- **Excerpts of bounding box data**
§ §
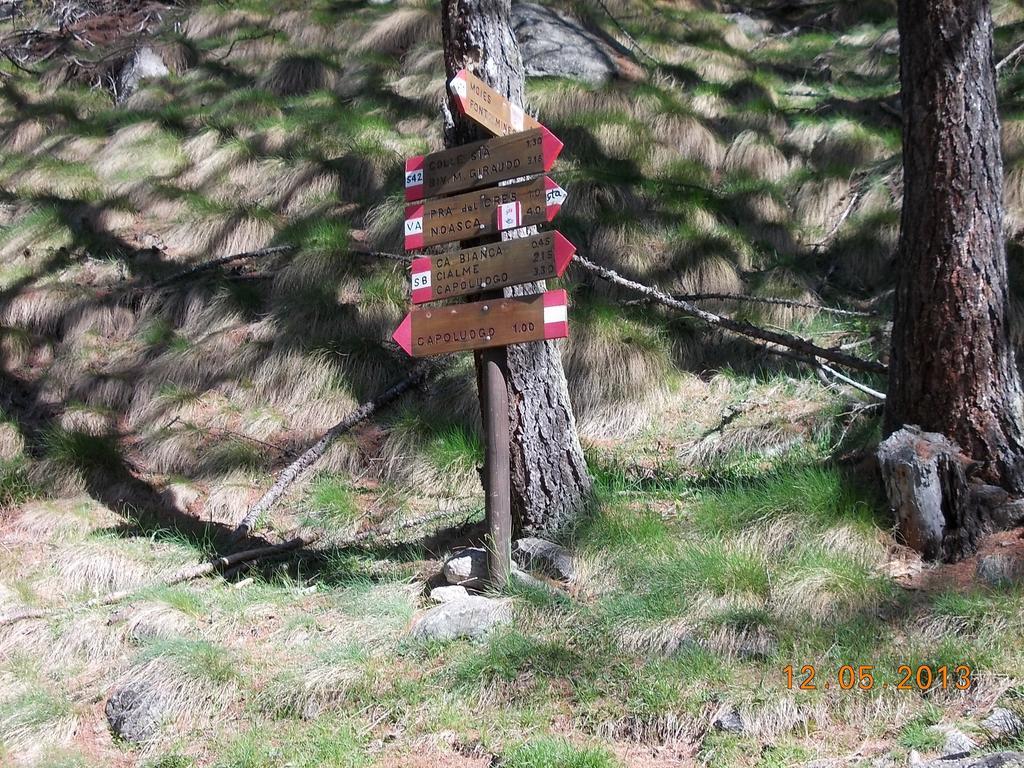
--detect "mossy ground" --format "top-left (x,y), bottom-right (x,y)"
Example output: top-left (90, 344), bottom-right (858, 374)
top-left (0, 0), bottom-right (1024, 768)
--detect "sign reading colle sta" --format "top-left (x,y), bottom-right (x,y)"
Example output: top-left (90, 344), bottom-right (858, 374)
top-left (449, 70), bottom-right (541, 136)
top-left (413, 231), bottom-right (575, 304)
top-left (391, 289), bottom-right (569, 357)
top-left (406, 176), bottom-right (567, 251)
top-left (406, 126), bottom-right (562, 201)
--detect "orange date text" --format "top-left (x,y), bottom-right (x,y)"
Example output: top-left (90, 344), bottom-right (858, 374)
top-left (782, 664), bottom-right (974, 691)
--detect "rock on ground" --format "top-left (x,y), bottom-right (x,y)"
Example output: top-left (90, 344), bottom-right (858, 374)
top-left (930, 725), bottom-right (978, 758)
top-left (114, 46), bottom-right (170, 104)
top-left (104, 685), bottom-right (163, 743)
top-left (444, 547), bottom-right (487, 587)
top-left (918, 752), bottom-right (1024, 768)
top-left (981, 707), bottom-right (1024, 736)
top-left (712, 708), bottom-right (744, 733)
top-left (512, 2), bottom-right (617, 85)
top-left (975, 554), bottom-right (1024, 587)
top-left (430, 584), bottom-right (469, 603)
top-left (412, 595), bottom-right (512, 640)
top-left (512, 537), bottom-right (575, 582)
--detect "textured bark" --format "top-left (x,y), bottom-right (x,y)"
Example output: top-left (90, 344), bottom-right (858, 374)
top-left (441, 0), bottom-right (591, 532)
top-left (886, 0), bottom-right (1024, 492)
top-left (878, 426), bottom-right (1024, 562)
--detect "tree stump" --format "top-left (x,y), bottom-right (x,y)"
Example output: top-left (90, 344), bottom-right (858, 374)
top-left (878, 426), bottom-right (1024, 562)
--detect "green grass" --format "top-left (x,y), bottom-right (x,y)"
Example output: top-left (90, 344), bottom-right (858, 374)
top-left (306, 474), bottom-right (360, 527)
top-left (427, 426), bottom-right (483, 479)
top-left (501, 736), bottom-right (620, 768)
top-left (43, 427), bottom-right (124, 472)
top-left (0, 456), bottom-right (44, 509)
top-left (212, 721), bottom-right (369, 768)
top-left (141, 638), bottom-right (240, 684)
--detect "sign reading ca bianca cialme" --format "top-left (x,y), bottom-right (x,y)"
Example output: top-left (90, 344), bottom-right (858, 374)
top-left (413, 231), bottom-right (575, 304)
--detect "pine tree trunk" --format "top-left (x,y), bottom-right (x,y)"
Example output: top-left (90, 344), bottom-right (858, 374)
top-left (886, 0), bottom-right (1024, 499)
top-left (441, 0), bottom-right (591, 534)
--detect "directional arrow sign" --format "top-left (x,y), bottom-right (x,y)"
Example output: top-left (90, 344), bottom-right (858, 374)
top-left (406, 176), bottom-right (567, 251)
top-left (449, 70), bottom-right (541, 136)
top-left (406, 126), bottom-right (562, 200)
top-left (391, 290), bottom-right (569, 357)
top-left (413, 231), bottom-right (575, 304)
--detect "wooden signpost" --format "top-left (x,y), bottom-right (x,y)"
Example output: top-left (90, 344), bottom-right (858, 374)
top-left (392, 70), bottom-right (575, 588)
top-left (406, 176), bottom-right (566, 251)
top-left (449, 70), bottom-right (541, 136)
top-left (413, 231), bottom-right (575, 304)
top-left (406, 125), bottom-right (562, 201)
top-left (392, 289), bottom-right (569, 357)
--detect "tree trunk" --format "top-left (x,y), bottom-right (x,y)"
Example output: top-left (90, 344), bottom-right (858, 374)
top-left (441, 0), bottom-right (591, 534)
top-left (886, 0), bottom-right (1024, 493)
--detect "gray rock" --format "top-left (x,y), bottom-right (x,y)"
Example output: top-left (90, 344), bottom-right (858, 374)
top-left (444, 547), bottom-right (487, 588)
top-left (412, 595), bottom-right (512, 640)
top-left (726, 13), bottom-right (771, 40)
top-left (934, 726), bottom-right (978, 758)
top-left (512, 537), bottom-right (575, 582)
top-left (918, 752), bottom-right (1024, 768)
top-left (975, 554), bottom-right (1024, 587)
top-left (512, 2), bottom-right (616, 85)
top-left (104, 684), bottom-right (164, 743)
top-left (981, 707), bottom-right (1024, 736)
top-left (114, 46), bottom-right (170, 104)
top-left (991, 499), bottom-right (1024, 530)
top-left (712, 708), bottom-right (745, 733)
top-left (430, 584), bottom-right (469, 603)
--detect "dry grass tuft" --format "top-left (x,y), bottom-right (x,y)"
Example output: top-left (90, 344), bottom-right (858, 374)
top-left (668, 240), bottom-right (743, 294)
top-left (793, 178), bottom-right (850, 234)
top-left (563, 318), bottom-right (673, 438)
top-left (562, 179), bottom-right (649, 221)
top-left (663, 44), bottom-right (750, 83)
top-left (95, 123), bottom-right (186, 189)
top-left (811, 120), bottom-right (891, 166)
top-left (725, 131), bottom-right (790, 181)
top-left (651, 115), bottom-right (725, 171)
top-left (1002, 162), bottom-right (1024, 238)
top-left (53, 542), bottom-right (151, 595)
top-left (351, 7), bottom-right (440, 56)
top-left (182, 5), bottom-right (265, 40)
top-left (259, 55), bottom-right (338, 96)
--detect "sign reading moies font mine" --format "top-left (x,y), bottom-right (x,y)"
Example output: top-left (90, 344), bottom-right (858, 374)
top-left (392, 289), bottom-right (569, 357)
top-left (413, 231), bottom-right (575, 304)
top-left (406, 126), bottom-right (562, 200)
top-left (449, 70), bottom-right (541, 136)
top-left (406, 176), bottom-right (566, 251)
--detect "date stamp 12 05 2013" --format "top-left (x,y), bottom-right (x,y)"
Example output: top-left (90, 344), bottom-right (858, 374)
top-left (782, 664), bottom-right (974, 691)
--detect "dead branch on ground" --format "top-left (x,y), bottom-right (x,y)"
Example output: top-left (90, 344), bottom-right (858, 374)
top-left (573, 253), bottom-right (888, 374)
top-left (233, 360), bottom-right (430, 540)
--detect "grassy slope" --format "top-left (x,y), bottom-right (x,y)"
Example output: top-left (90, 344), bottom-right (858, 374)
top-left (0, 0), bottom-right (1024, 768)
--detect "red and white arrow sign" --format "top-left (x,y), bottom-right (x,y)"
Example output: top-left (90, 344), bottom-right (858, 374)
top-left (406, 125), bottom-right (562, 202)
top-left (411, 231), bottom-right (575, 304)
top-left (404, 176), bottom-right (568, 251)
top-left (391, 289), bottom-right (569, 357)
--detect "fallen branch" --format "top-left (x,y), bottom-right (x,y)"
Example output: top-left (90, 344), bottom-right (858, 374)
top-left (626, 293), bottom-right (876, 317)
top-left (597, 0), bottom-right (663, 67)
top-left (147, 245), bottom-right (295, 290)
top-left (995, 43), bottom-right (1024, 72)
top-left (818, 362), bottom-right (886, 401)
top-left (0, 536), bottom-right (316, 627)
top-left (233, 362), bottom-right (429, 541)
top-left (0, 512), bottom-right (466, 627)
top-left (573, 253), bottom-right (888, 374)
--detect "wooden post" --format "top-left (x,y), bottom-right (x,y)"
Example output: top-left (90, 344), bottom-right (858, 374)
top-left (480, 337), bottom-right (512, 589)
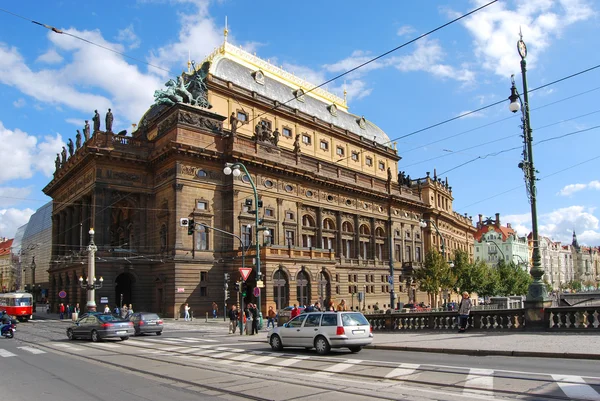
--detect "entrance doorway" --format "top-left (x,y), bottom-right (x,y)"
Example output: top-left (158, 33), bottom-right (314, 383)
top-left (115, 273), bottom-right (134, 308)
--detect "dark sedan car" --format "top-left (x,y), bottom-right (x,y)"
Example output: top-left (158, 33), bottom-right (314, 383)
top-left (129, 312), bottom-right (163, 336)
top-left (67, 314), bottom-right (134, 342)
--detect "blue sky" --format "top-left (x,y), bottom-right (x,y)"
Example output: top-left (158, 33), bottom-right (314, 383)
top-left (0, 0), bottom-right (600, 245)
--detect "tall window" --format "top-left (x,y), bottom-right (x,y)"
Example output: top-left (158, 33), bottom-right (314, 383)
top-left (194, 224), bottom-right (208, 251)
top-left (242, 224), bottom-right (252, 248)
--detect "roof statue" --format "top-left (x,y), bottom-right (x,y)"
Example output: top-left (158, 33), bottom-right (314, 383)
top-left (154, 61), bottom-right (212, 109)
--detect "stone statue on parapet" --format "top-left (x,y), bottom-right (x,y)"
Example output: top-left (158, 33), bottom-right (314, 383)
top-left (60, 146), bottom-right (67, 166)
top-left (92, 110), bottom-right (100, 132)
top-left (294, 134), bottom-right (301, 153)
top-left (67, 138), bottom-right (74, 158)
top-left (104, 109), bottom-right (114, 132)
top-left (154, 61), bottom-right (212, 109)
top-left (83, 120), bottom-right (90, 142)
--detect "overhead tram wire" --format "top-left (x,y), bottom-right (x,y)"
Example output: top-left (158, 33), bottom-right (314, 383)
top-left (456, 155), bottom-right (600, 211)
top-left (0, 0), bottom-right (499, 131)
top-left (404, 106), bottom-right (600, 169)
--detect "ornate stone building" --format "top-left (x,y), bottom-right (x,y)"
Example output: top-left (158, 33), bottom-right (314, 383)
top-left (44, 37), bottom-right (472, 316)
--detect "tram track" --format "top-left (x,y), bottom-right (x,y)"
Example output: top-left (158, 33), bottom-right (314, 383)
top-left (15, 322), bottom-right (600, 401)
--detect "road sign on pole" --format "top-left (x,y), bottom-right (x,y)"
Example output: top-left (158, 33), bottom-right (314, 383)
top-left (240, 267), bottom-right (252, 281)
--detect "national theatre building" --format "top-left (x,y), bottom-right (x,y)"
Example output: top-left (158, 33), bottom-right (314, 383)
top-left (44, 35), bottom-right (475, 317)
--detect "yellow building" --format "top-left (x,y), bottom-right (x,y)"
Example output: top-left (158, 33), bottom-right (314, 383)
top-left (45, 36), bottom-right (472, 316)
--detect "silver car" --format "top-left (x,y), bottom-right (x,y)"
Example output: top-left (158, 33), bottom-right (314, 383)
top-left (267, 312), bottom-right (373, 354)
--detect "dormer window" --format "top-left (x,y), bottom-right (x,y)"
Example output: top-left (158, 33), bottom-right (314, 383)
top-left (327, 104), bottom-right (337, 117)
top-left (356, 116), bottom-right (367, 129)
top-left (293, 89), bottom-right (304, 102)
top-left (252, 70), bottom-right (265, 85)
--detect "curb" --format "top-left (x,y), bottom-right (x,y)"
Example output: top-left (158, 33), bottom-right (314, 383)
top-left (364, 345), bottom-right (600, 360)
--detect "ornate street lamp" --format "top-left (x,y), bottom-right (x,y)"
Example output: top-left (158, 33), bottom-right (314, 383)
top-left (79, 228), bottom-right (104, 312)
top-left (223, 162), bottom-right (269, 314)
top-left (508, 34), bottom-right (548, 302)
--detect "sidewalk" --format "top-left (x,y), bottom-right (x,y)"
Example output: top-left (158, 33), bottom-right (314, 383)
top-left (34, 313), bottom-right (600, 360)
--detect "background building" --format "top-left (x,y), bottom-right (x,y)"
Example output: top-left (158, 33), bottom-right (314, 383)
top-left (44, 36), bottom-right (470, 316)
top-left (474, 213), bottom-right (531, 270)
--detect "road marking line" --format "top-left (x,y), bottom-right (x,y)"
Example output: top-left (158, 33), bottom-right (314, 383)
top-left (310, 359), bottom-right (361, 376)
top-left (0, 349), bottom-right (17, 358)
top-left (552, 375), bottom-right (600, 400)
top-left (463, 368), bottom-right (494, 395)
top-left (17, 347), bottom-right (46, 354)
top-left (385, 363), bottom-right (421, 379)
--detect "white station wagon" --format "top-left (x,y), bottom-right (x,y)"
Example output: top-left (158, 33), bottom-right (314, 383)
top-left (267, 312), bottom-right (373, 354)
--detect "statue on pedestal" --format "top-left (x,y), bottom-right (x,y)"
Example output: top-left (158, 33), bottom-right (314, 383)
top-left (105, 109), bottom-right (113, 132)
top-left (83, 120), bottom-right (90, 142)
top-left (67, 138), bottom-right (73, 158)
top-left (92, 110), bottom-right (100, 132)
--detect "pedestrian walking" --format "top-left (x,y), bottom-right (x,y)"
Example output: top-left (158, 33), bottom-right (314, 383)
top-left (244, 304), bottom-right (252, 336)
top-left (267, 306), bottom-right (277, 330)
top-left (250, 304), bottom-right (258, 335)
top-left (458, 291), bottom-right (471, 333)
top-left (229, 305), bottom-right (238, 334)
top-left (183, 302), bottom-right (190, 322)
top-left (290, 304), bottom-right (300, 320)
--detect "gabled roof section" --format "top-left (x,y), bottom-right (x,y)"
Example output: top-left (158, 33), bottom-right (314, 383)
top-left (206, 42), bottom-right (392, 148)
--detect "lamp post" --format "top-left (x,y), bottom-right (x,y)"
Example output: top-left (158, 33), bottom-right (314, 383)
top-left (79, 228), bottom-right (104, 312)
top-left (198, 223), bottom-right (246, 336)
top-left (486, 241), bottom-right (506, 260)
top-left (508, 33), bottom-right (548, 304)
top-left (223, 162), bottom-right (268, 315)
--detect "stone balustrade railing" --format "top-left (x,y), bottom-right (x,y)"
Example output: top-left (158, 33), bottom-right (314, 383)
top-left (365, 306), bottom-right (600, 332)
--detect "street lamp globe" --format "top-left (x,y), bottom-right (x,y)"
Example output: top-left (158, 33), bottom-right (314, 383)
top-left (508, 99), bottom-right (521, 113)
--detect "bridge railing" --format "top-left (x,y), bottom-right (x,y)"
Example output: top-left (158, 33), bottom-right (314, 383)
top-left (365, 306), bottom-right (600, 332)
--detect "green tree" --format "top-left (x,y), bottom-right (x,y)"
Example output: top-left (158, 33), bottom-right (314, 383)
top-left (496, 260), bottom-right (532, 296)
top-left (414, 250), bottom-right (455, 308)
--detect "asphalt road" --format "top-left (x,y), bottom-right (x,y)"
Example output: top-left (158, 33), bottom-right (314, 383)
top-left (0, 321), bottom-right (600, 401)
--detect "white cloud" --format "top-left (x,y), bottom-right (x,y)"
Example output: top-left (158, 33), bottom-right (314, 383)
top-left (502, 205), bottom-right (600, 246)
top-left (36, 49), bottom-right (63, 64)
top-left (396, 25), bottom-right (415, 36)
top-left (117, 24), bottom-right (142, 49)
top-left (148, 0), bottom-right (224, 77)
top-left (460, 0), bottom-right (594, 77)
top-left (13, 97), bottom-right (27, 109)
top-left (0, 208), bottom-right (35, 238)
top-left (0, 187), bottom-right (31, 208)
top-left (557, 181), bottom-right (600, 196)
top-left (0, 121), bottom-right (64, 182)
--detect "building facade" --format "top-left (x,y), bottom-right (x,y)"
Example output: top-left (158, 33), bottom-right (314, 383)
top-left (44, 36), bottom-right (469, 316)
top-left (475, 213), bottom-right (531, 270)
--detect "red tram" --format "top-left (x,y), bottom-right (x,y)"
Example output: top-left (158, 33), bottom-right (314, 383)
top-left (0, 292), bottom-right (33, 322)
§ §
Return every line of the records above that contains the word "street", treating uppercase and lowercase letters as different.

- **RESULT OF THE TASK**
--detect "ornate street lamp" --format "top-left (x,y), bottom-right (x,y)"
--detect "street lamp globe" --format "top-left (x,y), bottom-right (x,y)"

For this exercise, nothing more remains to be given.